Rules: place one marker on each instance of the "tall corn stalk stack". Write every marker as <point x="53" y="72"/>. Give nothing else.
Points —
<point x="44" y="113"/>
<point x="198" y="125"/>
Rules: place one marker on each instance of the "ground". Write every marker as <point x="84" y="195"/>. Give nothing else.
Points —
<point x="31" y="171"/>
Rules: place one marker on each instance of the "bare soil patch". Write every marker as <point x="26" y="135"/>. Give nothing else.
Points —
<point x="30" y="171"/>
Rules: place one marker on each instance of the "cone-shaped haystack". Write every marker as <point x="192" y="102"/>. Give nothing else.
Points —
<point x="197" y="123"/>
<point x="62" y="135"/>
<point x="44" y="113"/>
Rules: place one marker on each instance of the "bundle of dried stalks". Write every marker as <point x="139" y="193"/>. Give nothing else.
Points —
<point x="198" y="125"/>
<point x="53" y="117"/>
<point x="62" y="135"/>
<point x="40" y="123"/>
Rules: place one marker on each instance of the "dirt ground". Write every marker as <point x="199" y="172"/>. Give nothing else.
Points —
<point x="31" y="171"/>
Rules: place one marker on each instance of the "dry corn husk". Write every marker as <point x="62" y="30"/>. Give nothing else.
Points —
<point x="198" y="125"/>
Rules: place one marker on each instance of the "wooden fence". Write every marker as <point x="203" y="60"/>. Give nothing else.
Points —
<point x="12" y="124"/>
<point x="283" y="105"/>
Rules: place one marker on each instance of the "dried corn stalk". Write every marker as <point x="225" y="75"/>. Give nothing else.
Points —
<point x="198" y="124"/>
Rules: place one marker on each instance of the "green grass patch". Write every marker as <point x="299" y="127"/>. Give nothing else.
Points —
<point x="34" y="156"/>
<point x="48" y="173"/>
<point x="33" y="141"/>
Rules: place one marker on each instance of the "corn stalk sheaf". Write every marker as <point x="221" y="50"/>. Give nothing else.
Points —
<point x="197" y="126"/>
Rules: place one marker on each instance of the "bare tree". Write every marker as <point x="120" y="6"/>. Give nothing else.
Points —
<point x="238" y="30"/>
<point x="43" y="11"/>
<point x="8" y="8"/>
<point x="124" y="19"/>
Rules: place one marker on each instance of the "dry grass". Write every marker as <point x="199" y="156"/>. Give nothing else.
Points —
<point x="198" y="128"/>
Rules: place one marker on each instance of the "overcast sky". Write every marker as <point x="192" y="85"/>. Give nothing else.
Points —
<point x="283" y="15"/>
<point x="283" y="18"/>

*Aim of the exercise*
Please reproduce each line exactly as written.

*Reply to the task*
Rules: place one marker on each instance of the "tall corn stalk stack". Write every marker as <point x="53" y="72"/>. Give nothing else.
Points —
<point x="44" y="113"/>
<point x="198" y="125"/>
Rules: place one marker on each instance of the "ground". Write every marker as <point x="84" y="195"/>. Give nothing else.
Points —
<point x="31" y="171"/>
Rules: place one marker on each instance of the "bare soil patch". Write every marker as <point x="26" y="135"/>. Give nothing else.
Points —
<point x="30" y="171"/>
Rules: place one marker on each instance of the "cone-shaped haystack". Write every marker as <point x="192" y="102"/>. Give nothing else.
Points —
<point x="197" y="123"/>
<point x="62" y="135"/>
<point x="44" y="113"/>
Rules: place one marker on each instance of the "bundle of dried stalks". Write every marker as <point x="139" y="193"/>. Give nothing else.
Points —
<point x="198" y="125"/>
<point x="53" y="117"/>
<point x="62" y="135"/>
<point x="40" y="123"/>
Rules: place one marker on each instance of the "dirt ground". Write every marker as <point x="199" y="172"/>. Give nothing else.
Points —
<point x="31" y="171"/>
Rules: place one marker on each instance of the "dry corn husk". Write every marker as <point x="62" y="30"/>. Give nothing else.
Points —
<point x="198" y="125"/>
Rules: place one marker on each instance of the "wooden fence". Write every marker as <point x="203" y="60"/>. Give nothing else.
Points —
<point x="12" y="124"/>
<point x="283" y="105"/>
Rules: place one marker on each instance of the "dried corn stalk". Write every marker as <point x="225" y="75"/>. Give nothing else.
Points —
<point x="198" y="124"/>
Rules: place one marker on each instance of the "green grass patch". Write every marker as <point x="299" y="127"/>. Give nothing else.
Points —
<point x="34" y="156"/>
<point x="48" y="173"/>
<point x="33" y="141"/>
Rules: place one marker on each instance of the "corn stalk sheaf". Write every marker as <point x="221" y="50"/>. Give nothing else.
Points —
<point x="197" y="126"/>
Rules: place one marker on each instance of the "bare tree". Write every marker as <point x="120" y="6"/>. Give nothing else.
Points —
<point x="238" y="30"/>
<point x="43" y="11"/>
<point x="8" y="8"/>
<point x="124" y="19"/>
Rules: place one marker on each instance of the "dry grass". Write every marker as <point x="199" y="156"/>. Give nothing else.
Points —
<point x="198" y="128"/>
Rules: place one marker on each instance of the "overcast sky". Write every marker as <point x="192" y="85"/>. Give nothing else.
Points —
<point x="283" y="15"/>
<point x="283" y="18"/>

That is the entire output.